Instructions to follow =>
In the records below, take everything from the line containing "white building, each" down to the line containing "[(70, 229)]", both ends included. Give those lines as a JSON list of strings, one string per line, with blank lines left out.

[Extracted data entries]
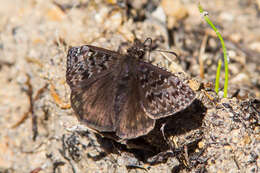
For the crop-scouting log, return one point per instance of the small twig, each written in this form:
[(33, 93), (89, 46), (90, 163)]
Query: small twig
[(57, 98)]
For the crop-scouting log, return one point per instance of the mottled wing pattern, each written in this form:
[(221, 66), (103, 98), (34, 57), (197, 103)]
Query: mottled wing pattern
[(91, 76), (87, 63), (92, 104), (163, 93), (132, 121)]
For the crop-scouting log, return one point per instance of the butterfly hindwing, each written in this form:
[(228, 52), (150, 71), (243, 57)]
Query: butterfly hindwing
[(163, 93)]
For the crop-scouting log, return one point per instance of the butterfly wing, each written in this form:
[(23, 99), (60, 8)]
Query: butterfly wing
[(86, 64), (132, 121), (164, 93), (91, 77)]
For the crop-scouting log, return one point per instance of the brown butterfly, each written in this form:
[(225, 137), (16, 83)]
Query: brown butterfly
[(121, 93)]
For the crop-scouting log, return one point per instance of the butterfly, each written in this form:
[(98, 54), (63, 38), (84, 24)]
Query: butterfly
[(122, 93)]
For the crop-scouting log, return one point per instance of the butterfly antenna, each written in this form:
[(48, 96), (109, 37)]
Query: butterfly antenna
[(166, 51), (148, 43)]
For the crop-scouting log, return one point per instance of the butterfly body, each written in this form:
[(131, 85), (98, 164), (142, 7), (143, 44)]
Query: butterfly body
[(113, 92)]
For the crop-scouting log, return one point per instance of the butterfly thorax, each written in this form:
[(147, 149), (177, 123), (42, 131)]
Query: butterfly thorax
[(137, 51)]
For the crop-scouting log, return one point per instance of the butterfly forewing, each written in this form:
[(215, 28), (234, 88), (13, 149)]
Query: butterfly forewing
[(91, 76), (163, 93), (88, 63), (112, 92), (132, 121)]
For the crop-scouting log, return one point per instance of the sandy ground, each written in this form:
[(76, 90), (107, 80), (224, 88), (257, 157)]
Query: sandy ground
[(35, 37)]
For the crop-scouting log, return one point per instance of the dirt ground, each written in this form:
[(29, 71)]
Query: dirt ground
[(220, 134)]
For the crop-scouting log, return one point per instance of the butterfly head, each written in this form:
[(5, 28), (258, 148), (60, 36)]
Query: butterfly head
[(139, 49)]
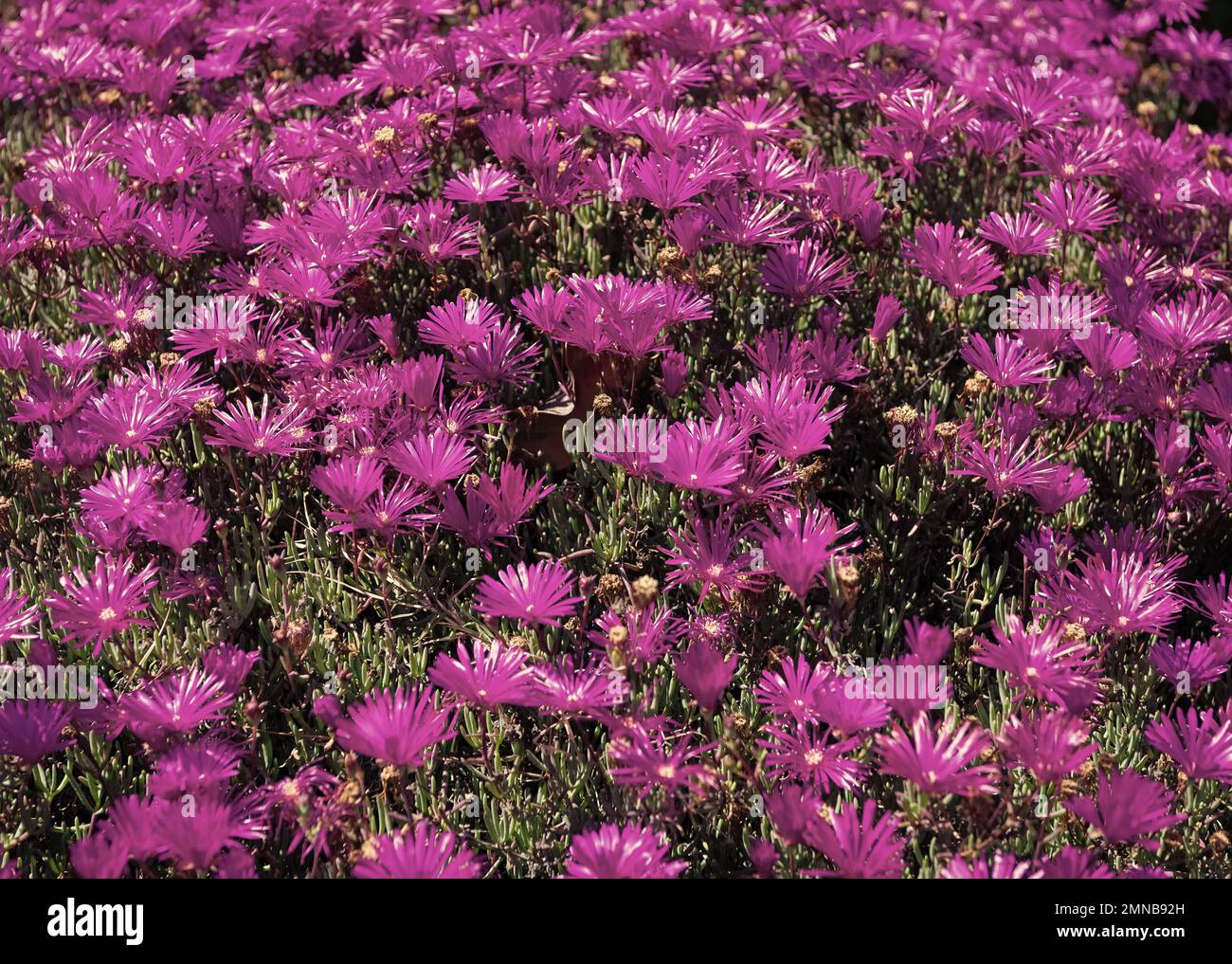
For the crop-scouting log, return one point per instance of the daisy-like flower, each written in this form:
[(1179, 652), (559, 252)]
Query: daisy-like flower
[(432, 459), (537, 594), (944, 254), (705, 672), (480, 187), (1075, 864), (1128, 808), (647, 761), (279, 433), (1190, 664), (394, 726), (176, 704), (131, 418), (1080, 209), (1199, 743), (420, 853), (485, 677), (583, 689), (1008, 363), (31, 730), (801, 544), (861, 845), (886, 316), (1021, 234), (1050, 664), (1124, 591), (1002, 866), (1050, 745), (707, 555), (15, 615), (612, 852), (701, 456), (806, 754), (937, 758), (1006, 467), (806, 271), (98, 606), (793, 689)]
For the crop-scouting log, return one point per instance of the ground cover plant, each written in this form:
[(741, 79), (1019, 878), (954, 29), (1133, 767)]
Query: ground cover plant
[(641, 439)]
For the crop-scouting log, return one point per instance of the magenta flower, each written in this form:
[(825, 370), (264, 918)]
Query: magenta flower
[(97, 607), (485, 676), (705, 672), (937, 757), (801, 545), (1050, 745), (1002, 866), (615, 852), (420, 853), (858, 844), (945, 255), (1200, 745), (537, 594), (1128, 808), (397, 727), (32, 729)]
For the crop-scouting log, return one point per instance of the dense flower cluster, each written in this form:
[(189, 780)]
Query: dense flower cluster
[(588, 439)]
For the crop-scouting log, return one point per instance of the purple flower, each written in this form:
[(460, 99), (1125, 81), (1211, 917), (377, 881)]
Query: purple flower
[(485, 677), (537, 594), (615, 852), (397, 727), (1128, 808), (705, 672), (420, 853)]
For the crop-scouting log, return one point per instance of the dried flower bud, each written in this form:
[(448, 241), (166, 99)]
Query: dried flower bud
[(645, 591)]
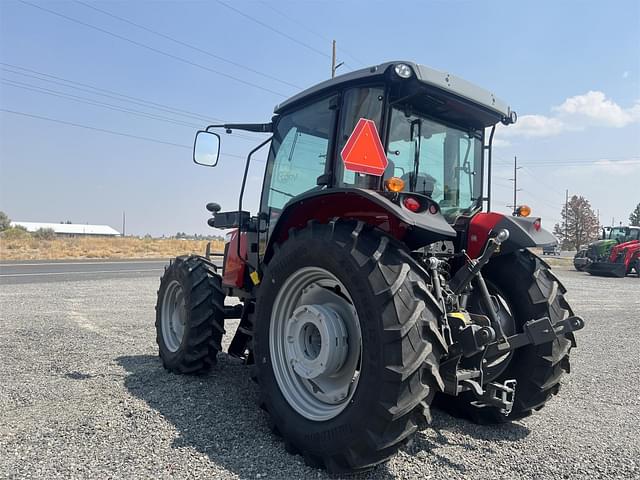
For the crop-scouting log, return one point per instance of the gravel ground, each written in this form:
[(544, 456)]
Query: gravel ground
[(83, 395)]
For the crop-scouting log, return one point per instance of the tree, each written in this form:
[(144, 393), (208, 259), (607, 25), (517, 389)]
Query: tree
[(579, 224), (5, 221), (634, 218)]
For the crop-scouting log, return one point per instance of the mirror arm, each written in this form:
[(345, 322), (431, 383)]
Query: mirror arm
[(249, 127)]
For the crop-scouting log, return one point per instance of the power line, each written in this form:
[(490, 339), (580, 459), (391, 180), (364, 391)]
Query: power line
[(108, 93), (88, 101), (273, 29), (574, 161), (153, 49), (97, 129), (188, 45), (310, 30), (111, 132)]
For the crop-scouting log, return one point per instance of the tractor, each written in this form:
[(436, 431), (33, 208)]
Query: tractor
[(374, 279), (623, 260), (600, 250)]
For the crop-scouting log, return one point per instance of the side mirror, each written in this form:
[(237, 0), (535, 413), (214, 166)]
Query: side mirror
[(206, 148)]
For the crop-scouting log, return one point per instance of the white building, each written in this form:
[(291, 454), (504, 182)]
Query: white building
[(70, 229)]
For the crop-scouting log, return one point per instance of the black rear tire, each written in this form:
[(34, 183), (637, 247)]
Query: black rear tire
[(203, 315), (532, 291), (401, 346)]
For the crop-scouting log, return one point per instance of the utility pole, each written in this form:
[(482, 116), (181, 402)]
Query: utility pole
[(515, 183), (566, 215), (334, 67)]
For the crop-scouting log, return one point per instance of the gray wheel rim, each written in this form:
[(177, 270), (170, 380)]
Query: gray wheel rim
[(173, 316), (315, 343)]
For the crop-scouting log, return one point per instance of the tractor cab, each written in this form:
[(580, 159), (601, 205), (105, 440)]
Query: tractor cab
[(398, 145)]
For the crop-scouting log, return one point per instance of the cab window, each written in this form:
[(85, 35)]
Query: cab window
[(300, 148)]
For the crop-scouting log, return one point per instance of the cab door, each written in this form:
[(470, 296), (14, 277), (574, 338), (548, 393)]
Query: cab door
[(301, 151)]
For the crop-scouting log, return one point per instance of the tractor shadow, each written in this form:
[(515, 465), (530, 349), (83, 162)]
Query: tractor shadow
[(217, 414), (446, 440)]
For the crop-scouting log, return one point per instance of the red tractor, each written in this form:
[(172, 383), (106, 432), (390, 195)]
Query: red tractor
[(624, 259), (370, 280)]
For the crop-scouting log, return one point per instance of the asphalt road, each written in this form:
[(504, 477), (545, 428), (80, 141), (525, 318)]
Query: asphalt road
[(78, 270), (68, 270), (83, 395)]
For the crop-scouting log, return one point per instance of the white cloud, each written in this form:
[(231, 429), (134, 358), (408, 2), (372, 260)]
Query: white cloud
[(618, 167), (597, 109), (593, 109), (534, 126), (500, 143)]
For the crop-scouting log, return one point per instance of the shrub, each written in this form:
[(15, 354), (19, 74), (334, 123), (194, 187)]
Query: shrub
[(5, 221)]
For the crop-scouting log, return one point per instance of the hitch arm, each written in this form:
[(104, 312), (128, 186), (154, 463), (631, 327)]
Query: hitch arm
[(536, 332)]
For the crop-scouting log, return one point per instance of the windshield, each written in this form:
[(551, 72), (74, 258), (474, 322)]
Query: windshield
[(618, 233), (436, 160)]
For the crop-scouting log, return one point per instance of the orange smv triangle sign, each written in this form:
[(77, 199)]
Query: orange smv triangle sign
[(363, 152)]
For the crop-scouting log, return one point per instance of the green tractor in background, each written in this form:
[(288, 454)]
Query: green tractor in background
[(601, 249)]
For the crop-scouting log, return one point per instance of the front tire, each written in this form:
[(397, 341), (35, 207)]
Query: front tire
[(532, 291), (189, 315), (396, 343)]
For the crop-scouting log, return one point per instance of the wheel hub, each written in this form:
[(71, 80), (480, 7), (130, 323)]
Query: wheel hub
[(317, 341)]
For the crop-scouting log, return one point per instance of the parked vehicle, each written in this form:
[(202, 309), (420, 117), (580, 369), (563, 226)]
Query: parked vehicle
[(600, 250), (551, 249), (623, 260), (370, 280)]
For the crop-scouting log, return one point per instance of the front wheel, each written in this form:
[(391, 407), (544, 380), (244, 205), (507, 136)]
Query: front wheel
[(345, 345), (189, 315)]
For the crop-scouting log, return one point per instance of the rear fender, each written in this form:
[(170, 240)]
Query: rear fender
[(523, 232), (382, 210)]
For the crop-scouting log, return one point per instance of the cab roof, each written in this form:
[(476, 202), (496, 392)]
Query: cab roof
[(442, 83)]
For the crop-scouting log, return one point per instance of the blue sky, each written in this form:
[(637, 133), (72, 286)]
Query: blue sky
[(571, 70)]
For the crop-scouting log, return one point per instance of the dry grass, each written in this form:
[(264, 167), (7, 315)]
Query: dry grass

Exercise response =>
[
  "For the crop-scouting log, return one point per instance of the white building, each written in this form:",
  "[(291, 454), (504, 182)]",
  "Query: white building",
  "[(70, 229)]"
]